**Selected text:**
- - - - - - -

Elizabeth and After
- Duffin, Jacalyn
- Date of entry: Oct-16-2000
- Last revised: Aug-17-2006
Carl McKelvey returns to his home town in eastern Ontario, looking for work, anxious to see his daughter, and not daring to hope that his broken marriage with Chrissy can be rebuilt. She is living with Fred, who has political aspirations. He finds his widowed father, William, living in a senior’s home, disoriented and angry. The local politician/used-car salesman gives Carl work renovating a house and renting videos, but only the reclusive Adam seems to take an interest in his well-being.
Through a series of flashbacks told from shifting perspectives, the people of this small community are gradually connected to each other through their relationships with Carl’s sophisticated mother, Elizabeth. She was killed a decade ago on New Year’s Eve, when her car crashed into an oak tree, her drunken son at the wheel. Guilt, remorse, and shame plague Carl, but he little realizes that the same feelings combined with regret are the constant companions of Adam who was once Elizabeth’s improbable lover and Carl’s biological father.

- - - - - - -

**Record set:**
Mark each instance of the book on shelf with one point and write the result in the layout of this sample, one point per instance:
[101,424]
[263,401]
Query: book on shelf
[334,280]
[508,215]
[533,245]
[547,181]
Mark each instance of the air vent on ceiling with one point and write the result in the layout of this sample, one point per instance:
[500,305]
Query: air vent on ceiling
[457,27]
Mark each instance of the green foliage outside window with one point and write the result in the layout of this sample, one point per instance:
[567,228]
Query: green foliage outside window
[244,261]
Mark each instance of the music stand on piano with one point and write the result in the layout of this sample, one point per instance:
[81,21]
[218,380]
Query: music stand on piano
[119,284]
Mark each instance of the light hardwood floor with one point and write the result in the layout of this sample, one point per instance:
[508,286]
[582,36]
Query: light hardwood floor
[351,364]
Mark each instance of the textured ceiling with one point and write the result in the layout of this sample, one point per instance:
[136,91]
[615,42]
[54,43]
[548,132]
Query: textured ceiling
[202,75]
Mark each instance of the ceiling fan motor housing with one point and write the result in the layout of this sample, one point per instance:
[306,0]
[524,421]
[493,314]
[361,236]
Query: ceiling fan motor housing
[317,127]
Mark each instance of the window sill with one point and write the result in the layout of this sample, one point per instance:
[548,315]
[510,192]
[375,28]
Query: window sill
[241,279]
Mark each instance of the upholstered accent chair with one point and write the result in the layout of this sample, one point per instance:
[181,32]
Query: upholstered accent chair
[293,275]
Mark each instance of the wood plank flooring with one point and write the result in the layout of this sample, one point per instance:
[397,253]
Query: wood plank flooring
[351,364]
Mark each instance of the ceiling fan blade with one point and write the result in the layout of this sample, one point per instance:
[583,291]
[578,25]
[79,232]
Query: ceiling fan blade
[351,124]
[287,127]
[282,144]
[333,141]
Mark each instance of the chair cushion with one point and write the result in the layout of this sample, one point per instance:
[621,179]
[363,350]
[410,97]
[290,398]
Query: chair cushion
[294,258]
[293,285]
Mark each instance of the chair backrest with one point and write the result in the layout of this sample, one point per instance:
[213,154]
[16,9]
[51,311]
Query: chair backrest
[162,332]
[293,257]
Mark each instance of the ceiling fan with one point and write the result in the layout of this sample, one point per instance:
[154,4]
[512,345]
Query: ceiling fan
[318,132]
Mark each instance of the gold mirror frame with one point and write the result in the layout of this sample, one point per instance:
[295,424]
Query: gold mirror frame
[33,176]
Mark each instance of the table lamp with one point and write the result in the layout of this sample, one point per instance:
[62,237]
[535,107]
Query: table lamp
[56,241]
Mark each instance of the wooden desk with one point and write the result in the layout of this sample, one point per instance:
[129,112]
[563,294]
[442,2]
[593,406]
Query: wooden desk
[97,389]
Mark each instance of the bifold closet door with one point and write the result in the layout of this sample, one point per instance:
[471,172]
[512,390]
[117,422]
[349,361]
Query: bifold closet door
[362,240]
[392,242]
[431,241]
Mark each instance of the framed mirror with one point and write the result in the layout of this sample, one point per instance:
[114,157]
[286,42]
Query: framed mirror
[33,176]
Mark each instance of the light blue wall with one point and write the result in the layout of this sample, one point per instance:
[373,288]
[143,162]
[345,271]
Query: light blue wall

- - - - - - -

**Problem 1:** List every character named in the summary of *Elizabeth and After*.
**Problem 2:** According to the summary of *Elizabeth and After*, how was Elizabeth killed?
**Problem 3:** Resume the summary of *Elizabeth and After* from its last sentence.
The entries have nothing to do with the summary of *Elizabeth and After*.

**Expected answer 1:** Carl McKelvey, Chrissy, Fred, William, Adam, Elizabeth

**Expected answer 2:** Her car crashed into an oak tree on New Year's Eve, with her drunken son at the wheel.

**Expected answer 3:**
Adam sifts through a series of secret, wild plans intended to "save" Carl. Finally, he drives himself and Fred into the same tree that killed Elizabeth, leaving his estate and a letter for Carl. In the end, Carl seems to have reclaimed his daughter and reestablished his life, but his future with Chrissy is ambiguous.
A beautifully written tale of family, love, loss, and guilt told with sensitivity and humor. As he regains control over his life, Carl discovers in himself both a capacity for cruelty and a need to curb it. The traits that he shares with William, he presumably has absorbed by neglectful "nurture"; those he shares with Adam must derive from biology. In this instance, and for a reason unclear to this reviewer, the former traits seem to be dark; the latter, mostly good.
Cars and trucks make frequent appearances to provide an unusual leitmotiv: they are literally the gleaming "vehicle" of Elizabeth’s death, but perhaps they also symbolize desperate male identity. The hilarious opening vignette recounts William’s escape from the seniors’ home and his hijacking of a coveted white Pontiac, which he unceremoniously drives into a swamp. Used as an excerpt, the vignette could invite questions about the indignity of aging and loss.